**PROBLEM DESCRIPTION:** Set out every line of the rows below as a JSON list of strings, one string per line, with blank lines omitted. Leave the pictures out of the list.

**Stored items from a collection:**

· · · ·

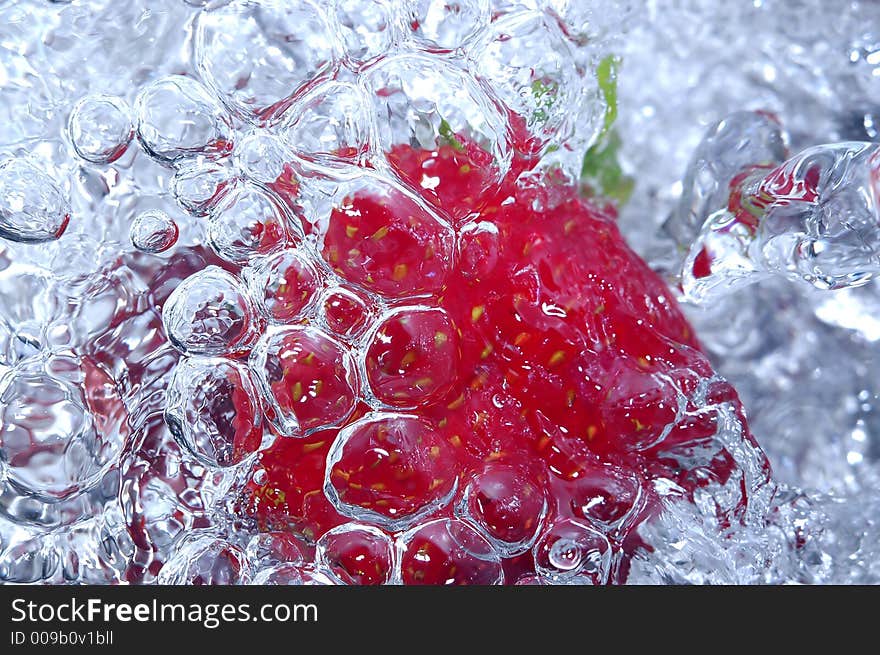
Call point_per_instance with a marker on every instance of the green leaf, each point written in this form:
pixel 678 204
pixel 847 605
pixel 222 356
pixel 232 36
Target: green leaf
pixel 606 75
pixel 449 137
pixel 545 95
pixel 601 174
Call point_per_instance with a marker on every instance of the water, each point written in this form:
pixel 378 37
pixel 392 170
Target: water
pixel 188 280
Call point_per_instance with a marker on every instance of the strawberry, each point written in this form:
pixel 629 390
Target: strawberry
pixel 523 395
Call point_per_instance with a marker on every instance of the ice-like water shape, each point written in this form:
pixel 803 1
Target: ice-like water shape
pixel 133 386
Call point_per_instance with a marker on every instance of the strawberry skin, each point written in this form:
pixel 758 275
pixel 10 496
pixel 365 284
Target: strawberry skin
pixel 530 383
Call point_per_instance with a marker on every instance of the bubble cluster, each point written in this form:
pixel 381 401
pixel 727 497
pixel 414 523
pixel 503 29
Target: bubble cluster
pixel 394 343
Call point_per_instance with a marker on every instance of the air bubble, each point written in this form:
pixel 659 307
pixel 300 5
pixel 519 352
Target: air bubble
pixel 412 356
pixel 198 186
pixel 214 411
pixel 51 447
pixel 447 552
pixel 391 470
pixel 285 285
pixel 443 25
pixel 32 207
pixel 177 118
pixel 382 239
pixel 365 27
pixel 210 313
pixel 332 126
pixel 153 232
pixel 307 378
pixel 248 223
pixel 100 128
pixel 356 554
pixel 571 551
pixel 206 560
pixel 507 506
pixel 347 312
pixel 257 57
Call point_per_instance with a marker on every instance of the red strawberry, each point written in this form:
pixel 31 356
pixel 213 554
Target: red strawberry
pixel 529 387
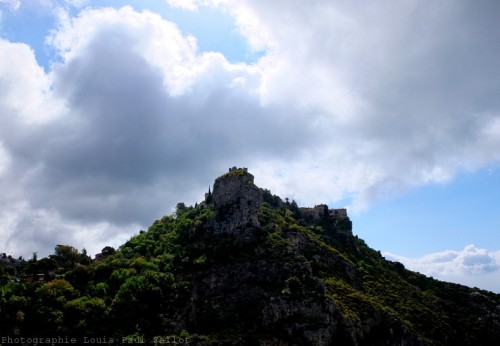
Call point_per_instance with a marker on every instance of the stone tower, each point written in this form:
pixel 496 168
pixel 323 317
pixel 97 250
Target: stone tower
pixel 237 200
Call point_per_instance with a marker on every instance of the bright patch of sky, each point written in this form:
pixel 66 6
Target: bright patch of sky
pixel 33 22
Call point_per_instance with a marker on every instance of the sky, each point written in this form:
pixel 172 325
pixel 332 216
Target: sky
pixel 112 112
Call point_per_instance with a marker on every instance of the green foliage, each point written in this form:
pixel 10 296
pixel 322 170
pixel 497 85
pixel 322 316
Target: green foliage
pixel 150 285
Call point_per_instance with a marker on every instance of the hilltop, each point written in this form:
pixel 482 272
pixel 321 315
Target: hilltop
pixel 244 267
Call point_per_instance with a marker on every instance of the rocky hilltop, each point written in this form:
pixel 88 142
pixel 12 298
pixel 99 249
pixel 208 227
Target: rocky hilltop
pixel 244 267
pixel 236 200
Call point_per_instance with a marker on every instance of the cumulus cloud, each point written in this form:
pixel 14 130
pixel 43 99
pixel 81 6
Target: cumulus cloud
pixel 470 260
pixel 346 101
pixel 470 266
pixel 143 119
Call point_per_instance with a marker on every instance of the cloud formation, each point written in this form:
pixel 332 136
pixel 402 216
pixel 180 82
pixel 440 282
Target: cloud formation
pixel 346 101
pixel 471 266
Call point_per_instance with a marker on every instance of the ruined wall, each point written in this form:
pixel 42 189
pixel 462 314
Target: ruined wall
pixel 237 200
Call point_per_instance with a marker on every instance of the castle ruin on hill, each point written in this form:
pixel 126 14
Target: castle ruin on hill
pixel 236 190
pixel 322 211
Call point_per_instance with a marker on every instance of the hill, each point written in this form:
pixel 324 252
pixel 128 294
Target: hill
pixel 242 267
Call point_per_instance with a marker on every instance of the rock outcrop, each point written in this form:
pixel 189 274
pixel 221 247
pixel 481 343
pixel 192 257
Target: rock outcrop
pixel 237 200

· · · ·

**ANSWER BELOW:**
[
  "Call point_per_instance with a marker on every instance of the green leaf, each point written in this form:",
  "pixel 678 204",
  "pixel 847 605",
  "pixel 222 356",
  "pixel 232 36",
  "Target: green leaf",
  "pixel 606 75",
  "pixel 449 137",
  "pixel 545 95",
  "pixel 601 174",
  "Call point_per_instance with a marker on every instance of the water, each point written in this form:",
  "pixel 378 37",
  "pixel 392 170",
  "Target: water",
  "pixel 188 280",
  "Call point_per_instance with a marker on every instance of the strawberry, each point written in this form:",
  "pixel 629 390",
  "Target: strawberry",
  "pixel 523 395",
  "Call point_per_instance with a marker on every instance of the ice-like water shape, each point written in this form:",
  "pixel 803 1",
  "Target: ice-like water shape",
  "pixel 133 386",
  "Call point_per_instance with a marker on every instance of the strawberry skin, each point written in this form:",
  "pixel 758 275",
  "pixel 10 496",
  "pixel 365 284",
  "Target: strawberry skin",
  "pixel 530 383",
  "Call point_per_instance with a marker on every instance of the bubble cluster, each point written in this form:",
  "pixel 381 401",
  "pixel 727 497",
  "pixel 414 523",
  "pixel 503 29",
  "Target: bubble cluster",
  "pixel 394 343",
  "Call point_per_instance with a marker on every instance of the air bubble, each point written in this form:",
  "pixel 659 307",
  "pixel 300 5",
  "pixel 519 352",
  "Target: air bubble",
  "pixel 412 356",
  "pixel 198 186",
  "pixel 214 411",
  "pixel 51 447",
  "pixel 447 552",
  "pixel 391 470",
  "pixel 285 285",
  "pixel 443 25",
  "pixel 32 207",
  "pixel 177 118",
  "pixel 382 239",
  "pixel 365 27",
  "pixel 210 313",
  "pixel 332 126",
  "pixel 153 232",
  "pixel 307 378",
  "pixel 248 223",
  "pixel 100 128",
  "pixel 356 554",
  "pixel 571 551",
  "pixel 206 560",
  "pixel 507 506",
  "pixel 347 312",
  "pixel 257 57",
  "Call point_per_instance with a marker on every instance of the red strawberry, each point written in this form:",
  "pixel 31 356",
  "pixel 213 554",
  "Target: red strawberry",
  "pixel 529 387",
  "Call point_per_instance with a marker on every instance of the stone tower, each point written in this form:",
  "pixel 496 168",
  "pixel 323 317",
  "pixel 97 250",
  "Target: stone tower",
  "pixel 237 200",
  "Call point_per_instance with a marker on every instance of the bright patch of sky, each point written in this form:",
  "pixel 66 6",
  "Target: bright patch of sky",
  "pixel 33 22",
  "Call point_per_instance with a marker on every instance of the sky, each point written in this form:",
  "pixel 172 325",
  "pixel 332 216",
  "Target: sky",
  "pixel 112 112",
  "Call point_per_instance with a marker on every instance of the green foliage, each point written in this form:",
  "pixel 10 296",
  "pixel 322 170",
  "pixel 497 85",
  "pixel 322 316",
  "Target: green foliage",
  "pixel 150 285",
  "Call point_per_instance with a marker on every instance of the hilltop, each point written in this form:",
  "pixel 482 272",
  "pixel 321 315",
  "Target: hilltop",
  "pixel 244 267",
  "Call point_per_instance with a marker on every instance of the rocky hilltop, each point written in this form:",
  "pixel 88 142",
  "pixel 12 298",
  "pixel 99 249",
  "pixel 208 227",
  "Target: rocky hilltop",
  "pixel 244 267",
  "pixel 236 200",
  "Call point_per_instance with a marker on every instance of the cumulus cloud, each point written in this form:",
  "pixel 14 130",
  "pixel 43 99",
  "pixel 81 6",
  "Target: cumulus cloud",
  "pixel 470 260",
  "pixel 346 101",
  "pixel 470 266",
  "pixel 143 119",
  "Call point_per_instance with a marker on every instance of the cloud formation, each point written in this form:",
  "pixel 332 136",
  "pixel 402 216",
  "pixel 180 82",
  "pixel 440 282",
  "Target: cloud formation",
  "pixel 346 101",
  "pixel 471 266",
  "Call point_per_instance with a marker on every instance of the ruined wall, each point written in this form:",
  "pixel 42 189",
  "pixel 462 314",
  "Target: ruined wall",
  "pixel 237 200",
  "Call point_per_instance with a marker on every instance of the castle ruin on hill, each point written in this form:",
  "pixel 126 14",
  "Target: castle ruin on hill",
  "pixel 236 190",
  "pixel 322 211",
  "Call point_per_instance with a marker on every instance of the hill, each point written in this form:",
  "pixel 324 252",
  "pixel 128 294",
  "Target: hill",
  "pixel 242 267",
  "Call point_per_instance with a marker on every instance of the rock outcrop, each point written in this form:",
  "pixel 189 274",
  "pixel 221 247",
  "pixel 481 343",
  "pixel 192 257",
  "Target: rock outcrop",
  "pixel 237 200"
]